But according to the rank and file, some nurses have been feuding with their own union, CNA, not only to fight for better wage increases, but to fight against concessions. “Sutter and our union are willing to sell out younger nurses, doing away with the traditional pension plan,” Urdal explained. According to Urdal and Koch, CNA encouraged nurses to accept Sutter’s most recent contract proposal that included a two-tier pension system, under which new nurses could only receive cash balance plans, losing the option of financially superior defined-benefit plans that present nurses have.
Alta Bates nurses firmly voted down the contract offer by 86% on Dec. 21. As of this publication, since their most recent strike, the nurses have had only a single bargaining session with management on Feb. 1, where they presented a counterproposal to Sutter’s “last, best and final” offer. Sutter was expected to share their response in the latest bargaining session on Feb. 15, though details of said response have not yet been made public.
In an email response, CNA/National Nurses Organizing Committee field director Khadija Kabba wrote, “CNA will continue bargaining with Sutter until we reach a contract nurses ratify by a democratic vote of the membership.”
• • •
_TASK 1_: Print the part of the article on the Alta Bates nurses starting with "Alta Bates nurses" and going on through "been made public.".
_TASK 2_: Render this sentence from the article on the Alta Bates nurses in German: "Alta Bates nurses firmly voted down the contract offer by 86% on Dec. 21."
_TASK 3_:
Answer from the article on the Alta Bates nurses:
(a) On what date did the nurses hold their single bargaining session with management since their most recent strike?
(b) Under the two-tier pension system, what kind of plan could new nurses only receive?
(c) Who is the CNA/National Nurses Organizing Committee field director quoted in an email response?
The records have nothing to do with the article on the Alta Bates nurses.
• • •
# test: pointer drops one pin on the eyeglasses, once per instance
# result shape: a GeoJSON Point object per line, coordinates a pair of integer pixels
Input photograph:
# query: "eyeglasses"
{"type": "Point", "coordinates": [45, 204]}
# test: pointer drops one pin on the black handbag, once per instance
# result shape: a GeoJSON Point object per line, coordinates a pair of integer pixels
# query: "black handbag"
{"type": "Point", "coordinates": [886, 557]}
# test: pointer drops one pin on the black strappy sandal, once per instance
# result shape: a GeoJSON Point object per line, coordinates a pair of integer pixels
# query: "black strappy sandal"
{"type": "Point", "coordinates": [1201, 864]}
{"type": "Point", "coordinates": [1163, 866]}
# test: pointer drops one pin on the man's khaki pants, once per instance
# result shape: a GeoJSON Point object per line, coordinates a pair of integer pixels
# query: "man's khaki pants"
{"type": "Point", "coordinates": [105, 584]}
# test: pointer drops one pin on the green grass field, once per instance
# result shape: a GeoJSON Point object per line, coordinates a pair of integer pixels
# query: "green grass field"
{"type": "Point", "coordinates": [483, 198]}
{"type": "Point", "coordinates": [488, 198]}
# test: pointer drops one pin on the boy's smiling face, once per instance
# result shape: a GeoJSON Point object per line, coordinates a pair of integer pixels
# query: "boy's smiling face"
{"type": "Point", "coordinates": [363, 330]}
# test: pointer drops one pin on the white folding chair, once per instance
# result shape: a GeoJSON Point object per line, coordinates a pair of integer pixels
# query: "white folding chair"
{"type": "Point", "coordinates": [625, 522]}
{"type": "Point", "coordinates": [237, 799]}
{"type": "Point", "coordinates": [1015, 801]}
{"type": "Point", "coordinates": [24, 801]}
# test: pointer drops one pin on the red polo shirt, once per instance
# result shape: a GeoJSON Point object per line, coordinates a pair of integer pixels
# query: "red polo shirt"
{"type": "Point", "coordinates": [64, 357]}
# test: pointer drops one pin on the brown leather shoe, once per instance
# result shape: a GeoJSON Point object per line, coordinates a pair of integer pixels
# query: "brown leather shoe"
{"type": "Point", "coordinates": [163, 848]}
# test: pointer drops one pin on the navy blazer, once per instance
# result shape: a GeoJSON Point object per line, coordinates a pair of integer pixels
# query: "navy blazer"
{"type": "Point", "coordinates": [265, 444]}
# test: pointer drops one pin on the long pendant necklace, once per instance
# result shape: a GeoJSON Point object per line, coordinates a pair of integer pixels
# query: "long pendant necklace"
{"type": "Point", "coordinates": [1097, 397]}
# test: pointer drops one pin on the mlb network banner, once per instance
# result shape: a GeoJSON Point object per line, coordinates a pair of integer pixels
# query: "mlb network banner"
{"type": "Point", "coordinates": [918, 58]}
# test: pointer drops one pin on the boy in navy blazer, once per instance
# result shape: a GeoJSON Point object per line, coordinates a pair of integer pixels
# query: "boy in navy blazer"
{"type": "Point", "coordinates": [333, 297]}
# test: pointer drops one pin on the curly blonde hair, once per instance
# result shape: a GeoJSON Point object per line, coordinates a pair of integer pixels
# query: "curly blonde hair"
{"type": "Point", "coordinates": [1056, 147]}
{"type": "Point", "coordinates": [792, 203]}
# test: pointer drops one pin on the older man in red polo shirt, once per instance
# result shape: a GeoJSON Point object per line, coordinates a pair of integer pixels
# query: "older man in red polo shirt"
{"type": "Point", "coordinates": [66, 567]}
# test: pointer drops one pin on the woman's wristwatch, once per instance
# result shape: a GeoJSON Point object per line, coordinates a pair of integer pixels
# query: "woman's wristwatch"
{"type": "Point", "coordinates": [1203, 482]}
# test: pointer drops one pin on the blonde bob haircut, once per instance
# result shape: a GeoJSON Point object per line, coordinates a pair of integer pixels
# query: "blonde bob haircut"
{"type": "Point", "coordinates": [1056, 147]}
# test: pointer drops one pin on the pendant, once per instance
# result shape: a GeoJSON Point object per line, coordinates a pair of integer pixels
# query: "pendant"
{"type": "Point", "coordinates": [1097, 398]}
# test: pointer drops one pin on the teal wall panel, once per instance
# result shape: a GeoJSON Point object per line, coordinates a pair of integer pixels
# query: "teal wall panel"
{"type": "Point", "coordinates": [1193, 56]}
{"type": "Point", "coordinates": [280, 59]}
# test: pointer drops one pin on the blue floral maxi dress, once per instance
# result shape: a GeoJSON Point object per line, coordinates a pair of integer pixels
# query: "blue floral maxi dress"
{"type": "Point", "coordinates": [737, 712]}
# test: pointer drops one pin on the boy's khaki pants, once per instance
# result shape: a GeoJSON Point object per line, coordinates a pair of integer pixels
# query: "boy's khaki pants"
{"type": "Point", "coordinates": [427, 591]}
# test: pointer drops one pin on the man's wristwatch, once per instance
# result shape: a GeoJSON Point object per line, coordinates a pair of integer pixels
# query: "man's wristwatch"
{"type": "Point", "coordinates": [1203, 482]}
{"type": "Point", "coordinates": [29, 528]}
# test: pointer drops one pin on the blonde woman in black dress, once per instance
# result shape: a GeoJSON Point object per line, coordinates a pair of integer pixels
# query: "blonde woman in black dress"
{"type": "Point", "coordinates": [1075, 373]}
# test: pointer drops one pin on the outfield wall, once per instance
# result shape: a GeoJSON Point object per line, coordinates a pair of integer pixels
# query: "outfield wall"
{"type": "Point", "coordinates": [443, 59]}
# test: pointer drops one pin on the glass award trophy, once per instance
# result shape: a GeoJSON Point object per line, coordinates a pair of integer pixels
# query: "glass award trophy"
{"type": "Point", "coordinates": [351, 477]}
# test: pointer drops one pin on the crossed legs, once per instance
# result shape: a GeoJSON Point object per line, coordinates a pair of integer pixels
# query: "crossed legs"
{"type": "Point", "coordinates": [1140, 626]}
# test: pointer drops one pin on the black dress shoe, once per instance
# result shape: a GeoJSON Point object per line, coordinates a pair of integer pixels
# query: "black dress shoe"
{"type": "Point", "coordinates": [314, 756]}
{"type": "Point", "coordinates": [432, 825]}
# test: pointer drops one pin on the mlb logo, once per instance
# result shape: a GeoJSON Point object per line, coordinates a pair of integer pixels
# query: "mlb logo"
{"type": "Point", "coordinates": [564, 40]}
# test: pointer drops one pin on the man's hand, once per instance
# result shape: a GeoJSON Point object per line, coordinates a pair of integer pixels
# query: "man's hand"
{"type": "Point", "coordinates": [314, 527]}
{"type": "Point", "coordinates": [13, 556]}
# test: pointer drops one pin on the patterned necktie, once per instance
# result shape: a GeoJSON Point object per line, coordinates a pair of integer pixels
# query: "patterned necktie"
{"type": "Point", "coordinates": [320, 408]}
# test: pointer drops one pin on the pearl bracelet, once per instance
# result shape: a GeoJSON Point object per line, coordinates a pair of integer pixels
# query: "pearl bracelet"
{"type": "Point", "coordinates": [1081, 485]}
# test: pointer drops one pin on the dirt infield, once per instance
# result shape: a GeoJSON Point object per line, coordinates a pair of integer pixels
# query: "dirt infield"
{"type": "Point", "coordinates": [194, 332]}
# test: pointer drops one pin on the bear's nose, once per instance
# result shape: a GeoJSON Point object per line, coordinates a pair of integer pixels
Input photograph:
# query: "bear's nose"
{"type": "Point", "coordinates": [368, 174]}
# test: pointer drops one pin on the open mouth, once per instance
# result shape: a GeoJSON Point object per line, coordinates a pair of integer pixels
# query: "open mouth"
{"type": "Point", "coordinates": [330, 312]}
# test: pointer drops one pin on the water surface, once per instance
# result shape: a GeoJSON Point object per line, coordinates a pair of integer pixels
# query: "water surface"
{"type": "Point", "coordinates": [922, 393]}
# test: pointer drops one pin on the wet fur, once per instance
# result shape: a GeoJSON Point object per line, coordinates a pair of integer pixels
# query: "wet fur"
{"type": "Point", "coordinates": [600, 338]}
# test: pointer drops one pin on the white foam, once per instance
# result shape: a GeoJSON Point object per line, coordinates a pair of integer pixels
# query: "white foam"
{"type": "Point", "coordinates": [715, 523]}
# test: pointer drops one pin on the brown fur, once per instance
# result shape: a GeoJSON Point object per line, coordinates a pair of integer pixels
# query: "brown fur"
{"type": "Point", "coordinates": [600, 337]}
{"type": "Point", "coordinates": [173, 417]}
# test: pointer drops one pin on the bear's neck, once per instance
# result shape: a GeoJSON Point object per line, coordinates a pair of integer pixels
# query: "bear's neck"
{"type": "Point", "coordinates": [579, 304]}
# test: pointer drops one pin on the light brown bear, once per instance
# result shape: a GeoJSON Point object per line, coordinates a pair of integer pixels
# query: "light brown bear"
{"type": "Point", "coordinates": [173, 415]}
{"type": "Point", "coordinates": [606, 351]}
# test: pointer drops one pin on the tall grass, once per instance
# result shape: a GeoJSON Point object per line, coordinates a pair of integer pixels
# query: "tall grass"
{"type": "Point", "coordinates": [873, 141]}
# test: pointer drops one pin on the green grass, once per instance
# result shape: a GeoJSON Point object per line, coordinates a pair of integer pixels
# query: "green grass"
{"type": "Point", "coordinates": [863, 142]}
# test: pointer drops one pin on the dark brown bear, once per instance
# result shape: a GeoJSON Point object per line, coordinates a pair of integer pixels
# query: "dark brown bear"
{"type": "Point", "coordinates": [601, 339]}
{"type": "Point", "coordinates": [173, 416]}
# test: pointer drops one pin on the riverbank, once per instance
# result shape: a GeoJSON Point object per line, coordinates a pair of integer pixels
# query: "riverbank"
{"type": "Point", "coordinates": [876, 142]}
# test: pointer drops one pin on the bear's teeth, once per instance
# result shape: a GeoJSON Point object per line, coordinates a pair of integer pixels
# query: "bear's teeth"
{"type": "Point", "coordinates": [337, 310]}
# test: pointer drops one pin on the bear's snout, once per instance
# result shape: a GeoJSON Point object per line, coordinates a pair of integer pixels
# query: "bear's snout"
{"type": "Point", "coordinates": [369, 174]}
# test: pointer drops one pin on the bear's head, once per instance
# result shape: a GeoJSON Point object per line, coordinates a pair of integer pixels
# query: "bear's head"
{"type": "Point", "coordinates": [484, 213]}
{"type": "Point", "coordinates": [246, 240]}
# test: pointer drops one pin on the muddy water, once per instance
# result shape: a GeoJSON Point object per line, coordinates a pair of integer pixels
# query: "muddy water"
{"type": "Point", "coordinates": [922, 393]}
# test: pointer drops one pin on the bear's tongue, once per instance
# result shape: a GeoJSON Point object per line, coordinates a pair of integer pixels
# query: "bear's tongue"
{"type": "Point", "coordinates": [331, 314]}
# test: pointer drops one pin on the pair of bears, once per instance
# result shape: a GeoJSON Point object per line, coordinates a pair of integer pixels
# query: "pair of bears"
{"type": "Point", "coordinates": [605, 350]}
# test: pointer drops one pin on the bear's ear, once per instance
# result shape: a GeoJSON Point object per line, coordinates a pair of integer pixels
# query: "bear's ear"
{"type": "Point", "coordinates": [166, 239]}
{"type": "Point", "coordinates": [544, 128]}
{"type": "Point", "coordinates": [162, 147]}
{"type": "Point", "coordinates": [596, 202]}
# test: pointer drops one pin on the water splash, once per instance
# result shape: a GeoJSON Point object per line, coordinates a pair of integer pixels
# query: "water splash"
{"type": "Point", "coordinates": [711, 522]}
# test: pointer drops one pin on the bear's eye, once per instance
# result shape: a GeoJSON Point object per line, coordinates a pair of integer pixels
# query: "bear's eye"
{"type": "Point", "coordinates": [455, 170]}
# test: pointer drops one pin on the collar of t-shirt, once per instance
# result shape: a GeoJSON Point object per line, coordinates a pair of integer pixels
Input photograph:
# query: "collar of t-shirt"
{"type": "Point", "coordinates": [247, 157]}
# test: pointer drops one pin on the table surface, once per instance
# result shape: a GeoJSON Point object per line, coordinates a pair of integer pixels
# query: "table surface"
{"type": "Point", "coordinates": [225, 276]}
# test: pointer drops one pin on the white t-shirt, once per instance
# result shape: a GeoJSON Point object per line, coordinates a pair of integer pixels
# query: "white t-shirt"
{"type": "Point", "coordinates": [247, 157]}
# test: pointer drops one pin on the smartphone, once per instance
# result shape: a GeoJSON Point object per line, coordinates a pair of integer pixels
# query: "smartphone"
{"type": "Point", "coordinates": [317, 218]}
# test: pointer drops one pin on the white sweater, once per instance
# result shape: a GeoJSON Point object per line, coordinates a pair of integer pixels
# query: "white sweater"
• • •
_EXERCISE ANSWER 1_:
Alta Bates nurses firmly voted down the contract offer by 86% on Dec. 21. As of this publication, since their most recent strike, the nurses have had only a single bargaining session with management on Feb. 1, where they presented a counterproposal to Sutter’s “last, best and final” offer. Sutter was expected to share their response in the latest bargaining session on Feb. 15, though details of said response have not yet been made public.

_EXERCISE ANSWER 2_: Die Pflegekräfte von Alta Bates lehnten das Vertragsangebot am 21. Dezember mit 86 % entschieden ab.

_EXERCISE ANSWER 3_:
(a) Feb. 1
(b) Cash balance plans
(c) Khadija Kabba